Start of Extract to read
High court wary of Vt. limits on Rx data mining
The Supreme Court seems poised to give at least some form of First Amendment protection to the modern-day enterprise of data mining – gathering and selling commercial data for the benefit of corporate and other clients.
The justices heard arguments yesterday in Sorrell v. IMS Health, a challenge to a Vermont law that limits one category of valuable data: the drug-prescribing practices of physicians. The law bars the sale of this prescribing data to data miners and pharmaceutical companies unless doctors give their consent – even though the information is gathered and made available for other purposes, including law enforcement. By requiring consent from doctors for the sale of their information for marketing purposes, the law undermines the value of the prescribing data to drug companies. The companies use the information – and pay premium prices for it – to target their sales pitches to doctors based on which medications they already prescribe.
Lawyers for Vermont and the Obama administration portrayed the law as a valid commercial regulation that protects privacy but does not violate free speech. “Drug companies would certainly like to have this information for marketing, but they have no First Amendment right to demand it,” said Vermont Assistant Attorney General Bridget Asay, “just as they have no right to demand access to the doctor’s tax returns, his patient files, or to their competitors’ business records.”
Deputy U.S. Solicitor General Edwin Kneedler said the law was “narrowly drawn” and “of a piece” with other uncontested confidentiality and privacy laws that shield medical records and drivers’ license information.
But almost from the outset, it appeared that most justices were not buying those arguments, viewing the law instead as an unconstitutional effort by Vermont to manipulate the marketplace of ideas for its own purposes, including reducing medical costs for consumers and encouraging the use of generic drugs.
At times Vermont officials have said as much, asserting that the drug companies use the data to push doctors away from generics and toward prescribing newer brand-name drugs that are more expensive.
“You want to lower your health care costs, not by direct regulation, but by restricting the flow of information to the doctors,” Chief Justice John Roberts said, challenging Asay. “By, to use a pejorative word … censoring what they can hear to make sure they don’t have full information, so they will do what you want them to do when it comes to prescribing drugs.” Asay said doctors can still receive drug company information even without providing the prescribing data, but the justices seemed unconvinced.
Justice Anthony Kennedy piled on, telling Asay, “You were the one that made the argument that the state has an interest in reducing health care costs. I assume that is by selling generics… . In effect, aren’t you doing this by regulating speech?” When Asay said the law was only meant to restrict access by drug companies to certain data used in marketing, Justice Antonin Scalia said sarcastically, “It only restricts the information necessary for really effective speech.”
At several points, it seemed that the justices were importing the rationale of recent rulings on campaign-finance regulation to the context of data mining and commercial speech. The Court’s conservative majority has become increasingly suspicious of government regulation of campaigns that seem aimed at “leveling the playing field” between adversaries by encouraging or restricting speech by one side or the other.
End of Extract to read
▶ [Assignment]: According to the article on the Vermont data-mining case, what does the Vermont law bar unless doctors give their consent? The data that comes next was taken from a different source than the article.
Start of Data to examine
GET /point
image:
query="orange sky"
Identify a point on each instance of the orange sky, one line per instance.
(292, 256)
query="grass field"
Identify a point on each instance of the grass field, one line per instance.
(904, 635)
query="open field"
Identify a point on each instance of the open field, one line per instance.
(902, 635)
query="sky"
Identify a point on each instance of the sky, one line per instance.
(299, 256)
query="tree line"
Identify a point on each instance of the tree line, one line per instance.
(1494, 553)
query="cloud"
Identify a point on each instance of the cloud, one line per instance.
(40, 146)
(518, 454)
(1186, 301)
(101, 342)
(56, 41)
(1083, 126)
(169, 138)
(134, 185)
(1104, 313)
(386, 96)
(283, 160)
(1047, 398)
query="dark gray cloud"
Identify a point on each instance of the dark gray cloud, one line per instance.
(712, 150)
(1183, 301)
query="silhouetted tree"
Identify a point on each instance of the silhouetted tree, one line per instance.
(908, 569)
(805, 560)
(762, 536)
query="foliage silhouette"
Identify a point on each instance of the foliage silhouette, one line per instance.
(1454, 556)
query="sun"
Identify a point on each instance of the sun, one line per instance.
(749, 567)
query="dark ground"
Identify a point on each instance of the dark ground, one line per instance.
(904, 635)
End of Data to examine
Start of Data to examine
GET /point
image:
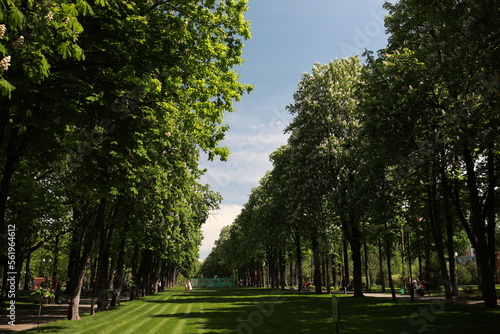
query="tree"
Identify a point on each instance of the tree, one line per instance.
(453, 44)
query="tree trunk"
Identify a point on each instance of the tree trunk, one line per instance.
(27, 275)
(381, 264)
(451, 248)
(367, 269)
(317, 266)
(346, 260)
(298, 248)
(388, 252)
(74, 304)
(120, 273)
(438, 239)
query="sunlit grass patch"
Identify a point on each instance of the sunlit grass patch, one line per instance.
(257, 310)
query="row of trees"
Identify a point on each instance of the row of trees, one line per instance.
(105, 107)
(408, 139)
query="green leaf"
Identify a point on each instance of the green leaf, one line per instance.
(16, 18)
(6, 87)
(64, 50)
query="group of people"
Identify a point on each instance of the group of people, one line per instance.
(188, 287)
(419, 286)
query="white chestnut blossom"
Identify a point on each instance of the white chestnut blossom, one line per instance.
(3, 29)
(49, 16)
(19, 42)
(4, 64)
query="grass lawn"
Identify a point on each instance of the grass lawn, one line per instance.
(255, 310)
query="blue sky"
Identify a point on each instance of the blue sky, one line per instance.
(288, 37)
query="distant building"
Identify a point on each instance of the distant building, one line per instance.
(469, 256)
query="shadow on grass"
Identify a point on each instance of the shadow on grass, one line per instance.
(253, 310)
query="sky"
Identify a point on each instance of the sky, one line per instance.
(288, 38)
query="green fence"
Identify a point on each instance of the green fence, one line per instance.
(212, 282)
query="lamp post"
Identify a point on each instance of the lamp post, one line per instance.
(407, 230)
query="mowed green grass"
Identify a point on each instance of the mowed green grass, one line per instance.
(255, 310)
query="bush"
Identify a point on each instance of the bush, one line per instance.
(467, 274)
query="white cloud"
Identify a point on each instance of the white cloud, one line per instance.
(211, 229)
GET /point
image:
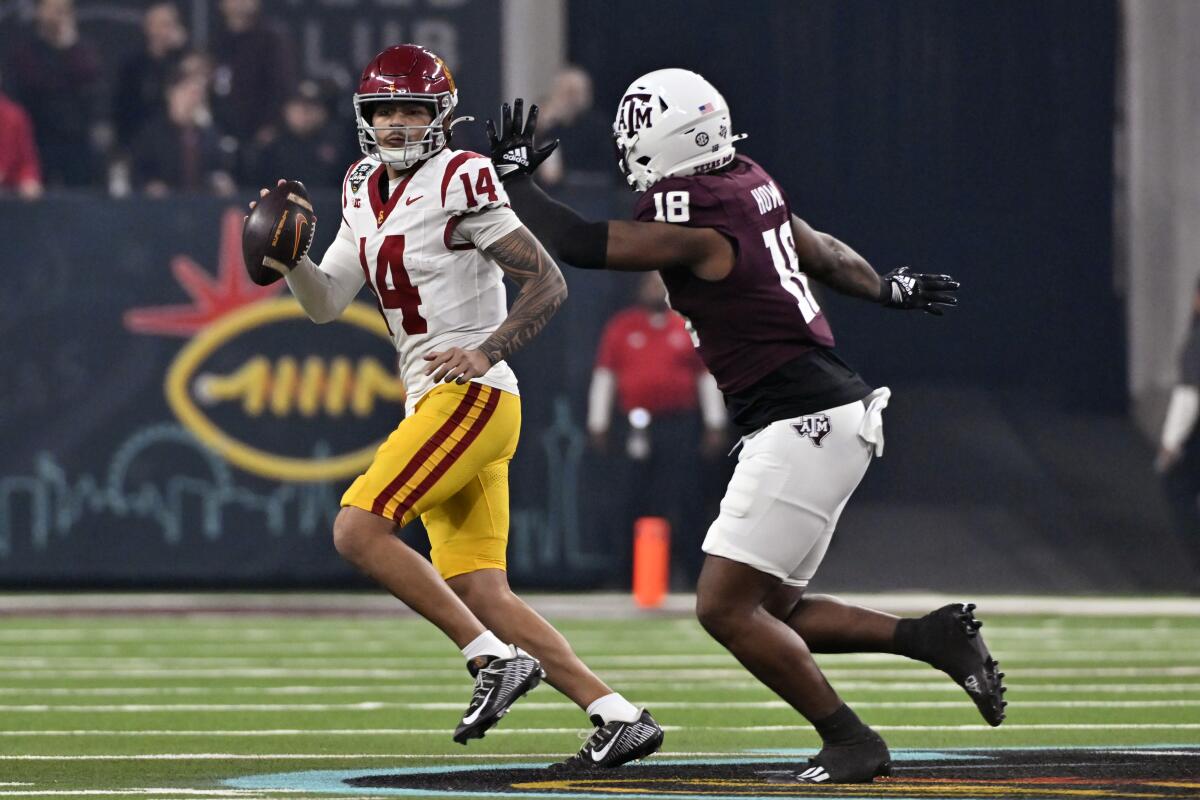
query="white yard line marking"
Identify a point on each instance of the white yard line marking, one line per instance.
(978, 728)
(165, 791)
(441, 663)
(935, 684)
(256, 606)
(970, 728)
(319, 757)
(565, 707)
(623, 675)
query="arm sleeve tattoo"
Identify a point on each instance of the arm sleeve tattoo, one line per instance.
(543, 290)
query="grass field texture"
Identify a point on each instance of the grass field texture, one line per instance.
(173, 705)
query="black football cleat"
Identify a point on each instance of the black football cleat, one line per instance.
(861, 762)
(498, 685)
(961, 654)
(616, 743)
End of Data to examine
Start of Data to examine
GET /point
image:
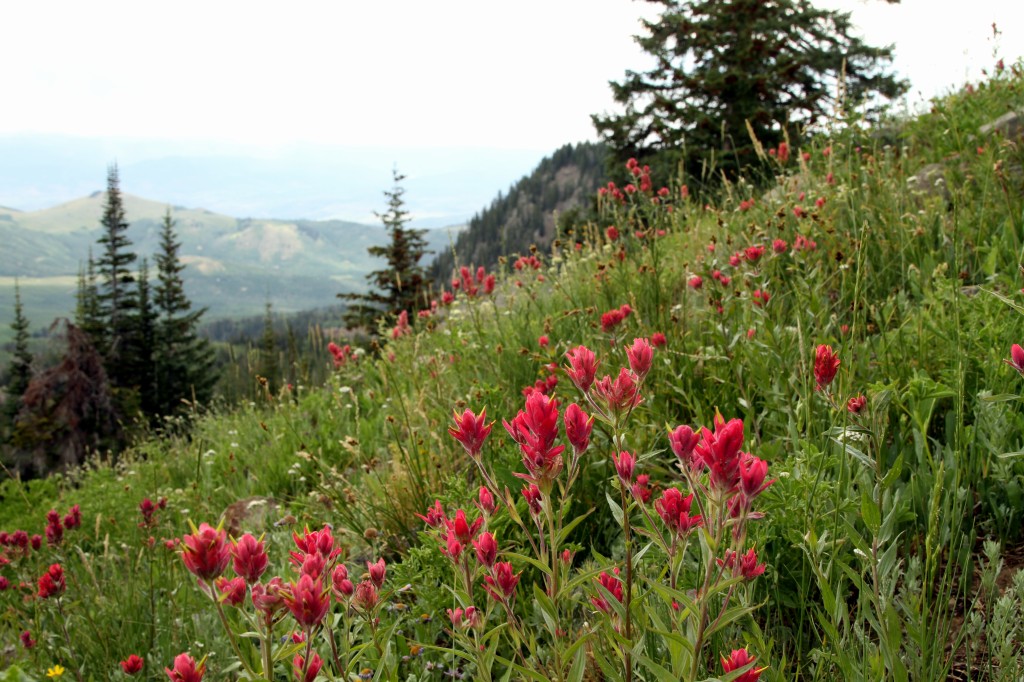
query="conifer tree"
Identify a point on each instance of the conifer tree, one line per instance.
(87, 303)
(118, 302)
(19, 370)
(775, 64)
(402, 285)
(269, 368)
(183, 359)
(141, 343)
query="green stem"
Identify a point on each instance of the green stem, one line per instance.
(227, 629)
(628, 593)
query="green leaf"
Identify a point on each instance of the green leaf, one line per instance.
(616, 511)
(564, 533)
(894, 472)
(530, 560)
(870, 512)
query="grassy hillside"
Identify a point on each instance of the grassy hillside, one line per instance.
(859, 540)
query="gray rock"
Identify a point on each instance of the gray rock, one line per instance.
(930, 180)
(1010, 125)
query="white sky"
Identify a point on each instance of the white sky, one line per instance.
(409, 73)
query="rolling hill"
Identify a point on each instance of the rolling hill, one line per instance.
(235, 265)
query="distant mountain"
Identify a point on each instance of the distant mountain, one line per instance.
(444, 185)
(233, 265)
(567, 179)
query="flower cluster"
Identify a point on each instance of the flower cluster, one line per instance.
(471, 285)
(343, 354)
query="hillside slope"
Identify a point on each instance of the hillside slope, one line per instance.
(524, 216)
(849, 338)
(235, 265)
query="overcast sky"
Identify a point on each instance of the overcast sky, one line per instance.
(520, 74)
End of Data to examine
▶ [Exercise response]: It bars the sale of physicians' prescribing data to data miners and pharmaceutical companies.